***** FRAGMENTO SELECCIONADO

Este martes, pasadas algunas semanas tras la publicación del informe del IPCC sobre cómo evitar que la temperatura media de la Tierra supere los +1,5 ºC con respecto a la segunda mitad del siglo XIX, es ya bien conocido por muchos que, a pesar de sus severas aseveraciones y sus crueles predicciones, el informe en cuestión se queda corto en el nivel de alarma global que el texto rezuma por lo menos explícitamente. No resulta extraño, pues desde siempre los informes del IPCC han presentado una situación sensiblemente menos problemática que la cruda realidad estrictamente física. Es más: a cada nuevo informe, de todos los que ha emitido desde 1990, la situación presentada ha sido, sistemáticamente, peor que la anterior en muchos de sus parámetros, también en el pensamiento mágico empleado al sugerir respuestas tecnológicas. Por tanto, algo que podemos inferir de este informe que nos ocupa, es que, en algún grado, presenta una situación de menor urgencia y mayor viabilidad que las estrictamente reales.

Esto puede sorprender a muchos dada la confianza, casi siempre justificada, que se otorga a los hallazgos científicos. Para entenderlo es preciso darse cuenta de que el IPCC no hace ciencia. El IPCC es un organismo de integración (assessment) de la multitud de trabajos sobre cambio climático, en número de decenas de miles, realizados por centenares de grupos de investigación de todo el mundo. El IPCC no forma parte del método científico propiamente dicho: es una institución que interviene en el proceso de avance científico: sí, la ciencia no es solo un método. Es, también, un proceso de aproximación asintótica a la descripción precisa de la realidad.

El IPCC es pues un organismo donde aplica cierto número de efectos psicológicos y sociales, conocidos por la denominada sociología de la ciencia, efectos todos ellos que conducen, de forma sistemática y acumulativa hacia la moderación de las predicciones. Aún así, se parte ya de una situación donde los propios investigadores están sometidos a distintos vectores de presión, entre los que se encuentra la del negacionismo organizado, que ya les modera a priori. El veterano Kevin Anderson, del Tyndall Centre for Climate Change Research escribió en Nature Geoscience en 2015 que “mi larga relación de trabajo con muchos colegas no me deja duda de que, aunque trabajan con diligencia, a menudo contra un telón de fondo de escepticismo organizado, mucho eligen al final censurar su propia investigación.” Porque todos saben que si uno se pasa de catastrofista, por mucho que esas sean sus conclusiones, el peligro de que en la siguiente convocatoria se quede sin fondos para proseguir la investigación es bien real, y no va a ser llamado a participar en los foros más prestigiosos, como el IPCC. Nadie le ha contradicho.

**********

[TAREA 1]:
Edita el fragmento reproduciendo desde "Esto puede sorprender" hasta "de la realidad.", ambos incluidos, y sustituye "hallazgos científicos" por "descubrimientos científicos".
[TAREA 2]:
Según el fragmento, ¿en qué revista y en qué año escribió Kevin Anderson sobre la autocensura de sus colegas investigadores?
Los registros proceden de una fuente distinta a la del fragmento.

***** DATOS PROPORCIONADOS

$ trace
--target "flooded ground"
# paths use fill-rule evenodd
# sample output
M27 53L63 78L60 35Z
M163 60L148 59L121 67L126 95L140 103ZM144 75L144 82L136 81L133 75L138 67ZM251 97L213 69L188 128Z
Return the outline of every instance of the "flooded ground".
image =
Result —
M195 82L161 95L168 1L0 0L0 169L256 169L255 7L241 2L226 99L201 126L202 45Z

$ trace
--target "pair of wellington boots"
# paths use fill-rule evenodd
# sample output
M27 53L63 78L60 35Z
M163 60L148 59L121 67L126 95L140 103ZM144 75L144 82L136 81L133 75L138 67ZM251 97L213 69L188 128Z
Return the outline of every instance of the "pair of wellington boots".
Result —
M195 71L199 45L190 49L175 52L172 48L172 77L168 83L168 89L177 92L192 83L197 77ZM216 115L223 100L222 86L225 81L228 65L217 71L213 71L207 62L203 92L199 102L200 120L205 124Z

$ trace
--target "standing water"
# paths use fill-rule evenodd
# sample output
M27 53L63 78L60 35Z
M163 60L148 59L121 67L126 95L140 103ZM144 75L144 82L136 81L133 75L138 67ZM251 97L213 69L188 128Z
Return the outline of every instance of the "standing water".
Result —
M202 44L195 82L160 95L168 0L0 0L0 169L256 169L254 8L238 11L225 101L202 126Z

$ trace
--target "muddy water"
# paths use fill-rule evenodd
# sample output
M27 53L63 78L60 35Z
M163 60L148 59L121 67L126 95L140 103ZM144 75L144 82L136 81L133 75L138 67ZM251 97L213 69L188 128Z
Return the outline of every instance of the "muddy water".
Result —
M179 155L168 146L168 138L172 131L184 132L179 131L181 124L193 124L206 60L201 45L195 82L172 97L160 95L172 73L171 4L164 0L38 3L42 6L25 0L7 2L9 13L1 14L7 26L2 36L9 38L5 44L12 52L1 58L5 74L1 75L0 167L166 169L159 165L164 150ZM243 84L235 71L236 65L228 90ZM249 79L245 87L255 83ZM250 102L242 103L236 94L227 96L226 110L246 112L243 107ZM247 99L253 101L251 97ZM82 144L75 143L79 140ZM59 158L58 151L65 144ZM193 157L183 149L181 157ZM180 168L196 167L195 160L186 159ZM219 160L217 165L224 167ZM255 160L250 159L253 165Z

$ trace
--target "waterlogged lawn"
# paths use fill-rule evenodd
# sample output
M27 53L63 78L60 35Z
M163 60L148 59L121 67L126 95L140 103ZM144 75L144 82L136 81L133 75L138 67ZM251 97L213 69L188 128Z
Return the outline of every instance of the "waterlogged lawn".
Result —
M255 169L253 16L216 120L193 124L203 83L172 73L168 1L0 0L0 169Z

**********

[RESPUESTA FINAL 1]:
Esto puede sorprender a muchos dada la confianza, casi siempre justificada, que se otorga a los descubrimientos científicos. Para entenderlo es preciso darse cuenta de que el IPCC no hace ciencia. El IPCC es un organismo de integración (assessment) de la multitud de trabajos sobre cambio climático, en número de decenas de miles, realizados por centenares de grupos de investigación de todo el mundo. El IPCC no forma parte del método científico propiamente dicho: es una institución que interviene en el proceso de avance científico: sí, la ciencia no es solo un método. Es, también, un proceso de aproximación asintótica a la descripción precisa de la realidad.

[RESPUESTA FINAL 2]:
En Nature Geoscience, en 2015.